— START Text passage —
Positive and Negative preferences (was Re: [EM] MC -1, 0, 1 --- STV hybrid
Craig Carey
research at ijs.co.nz
Thu Mar 6 00:53:01 PST 2003
Is that something like this?:
(+1 for A 1st; +1 for B 2nd; -1 for C 3rd; ...)
That could be written as (+A, +B, -C).
The leading +s can be missed:
If C loses and no other information is given, then that
can be written as (A B- -C)
A generalized montonicity rule would imply:
Prohibited: (A C B+) <---> (A B- C)
(It says: shifting B to the left doesn't cause it start losing)
For the negatively orientated preference this could be done:
. . . .Allowed: (A C +B+) <---> (A C -B-)
Hence: Allowed: (A C B+ ) <---> (A -B- C)
For the power<=1 rule that enforces One Man One Vote:
The set of Winners intersected with {A,B,C} when this paper is
added:
1(A -B C)
can be reproduced when these papers are added:
w.(A C) + x.(A) + y.(C) - z.(B)
for some w+x+y+z=1, 0<=(w,x,y,z).
This could be defined x.(A B C D) = -x.(-A -B -C -D).
So the negation of a paper p is paper p with the same weight but
with the preferences negated.
The IFPP Duality principle (which produces the same method when
switching winners with losers whilst also negating weights) has
an interpretation.
The mix of the power<=1 (no-corruptness) power rule and duality,
could lead to unconvincing alteration-examples.
— END Text passage —
_Set of tasks_.
**1)** List the variables that the post on positive and negative preferences says must sum to 1.
**2)** Echo the post on positive and negative preferences word for word, from "for some w+x+y+z=1, 0<=(w,x,y,z)." up to and including "the preferences negated.".
**3)** Write what comes next in the post on positive and negative preferences, following its last sentence.
The lines after this point come from a separate source.
— START Dataset —
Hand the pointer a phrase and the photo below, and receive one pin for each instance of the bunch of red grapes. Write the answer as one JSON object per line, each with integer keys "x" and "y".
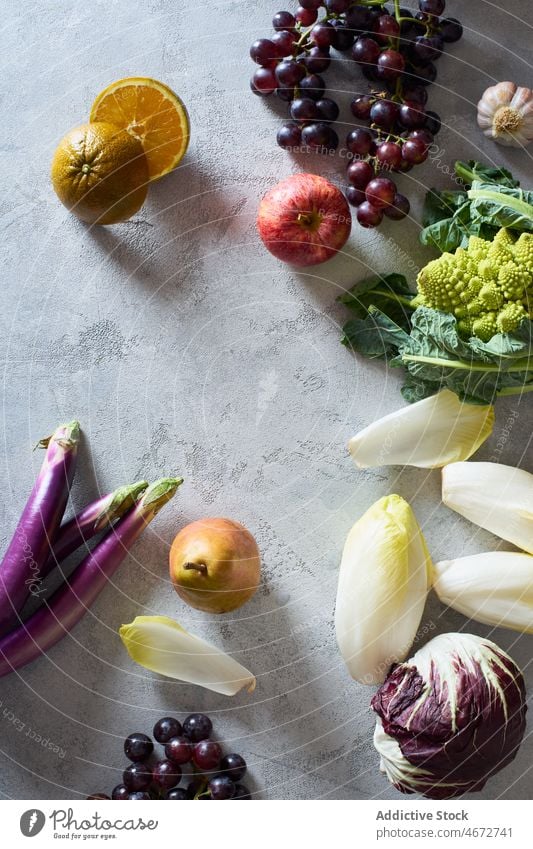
{"x": 396, "y": 51}
{"x": 189, "y": 753}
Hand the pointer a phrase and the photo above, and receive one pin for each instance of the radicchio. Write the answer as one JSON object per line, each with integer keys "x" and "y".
{"x": 450, "y": 717}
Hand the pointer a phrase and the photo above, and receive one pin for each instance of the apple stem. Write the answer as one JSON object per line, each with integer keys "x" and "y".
{"x": 200, "y": 567}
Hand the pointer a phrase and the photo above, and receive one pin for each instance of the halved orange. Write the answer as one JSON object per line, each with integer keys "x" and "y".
{"x": 151, "y": 113}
— END Dataset —
_Answers to the exercises_.
**1)** w, x, y, z

**2)**
for some w+x+y+z=1, 0<=(w,x,y,z).
This could be defined x.(A B C D) = -x.(-A -B -C -D).
So the negation of a paper p is paper p with the same weight but
with the preferences negated.

**3)**
It is the strange problems with power that may arise that could
be of concern. I have not considered the problem.
When all the preferences are positive and there are only 3
candidates, power has nothing to impose after monotonicity has
been imposed. It is not obvious at the outset if examples
showing a failure to constrain power would show up if there are
only 3 candidates. The 3 candidate case can't be that difficult.
For P2, the smudging of the weight over the next preference
could have the added next preferences be either all +1 preferences
or else all -1 type preferences.
-------------
At 03\03\06 09:45 +1030 Thursday, Chris Benham wrote:
>This is my first posting here. I have just composed a very expressive
>(elect-one person) election method , and not as a joke.
>Voters number candidates in order of preference, and also mark
>candidates as Approved and up to
>number of candidates minus 2 as Disapproved (or Unacceptable).
>1. A candidate who is ranked number 1 on more than half the ballots wins.
>2. If no result, if there is one and only one candidate who marked as
>Approved by the majority, then that candidate wins. If the set of
>candidates Approved by the majority has more than one member, then all
>non-members are eliminated and their preferences are transferred. If a
>candidate now has a majority then that candidate wins. If not, then
>the numbered rankings are abandoned, and the winner is the candidate
>with the highest Approvals minus Disapprovals tally.
>3. If there were no candidates who were Approved by the majority, then
>eliminate all candidates marked as Disapproved by the majority and
>transfer their preferences and proceed as before.
>If a candidate has a majority they win. If no result, then abandon the
>numbered rankings and elect the candidate with the highest Approvals
>minus Disapprovals score.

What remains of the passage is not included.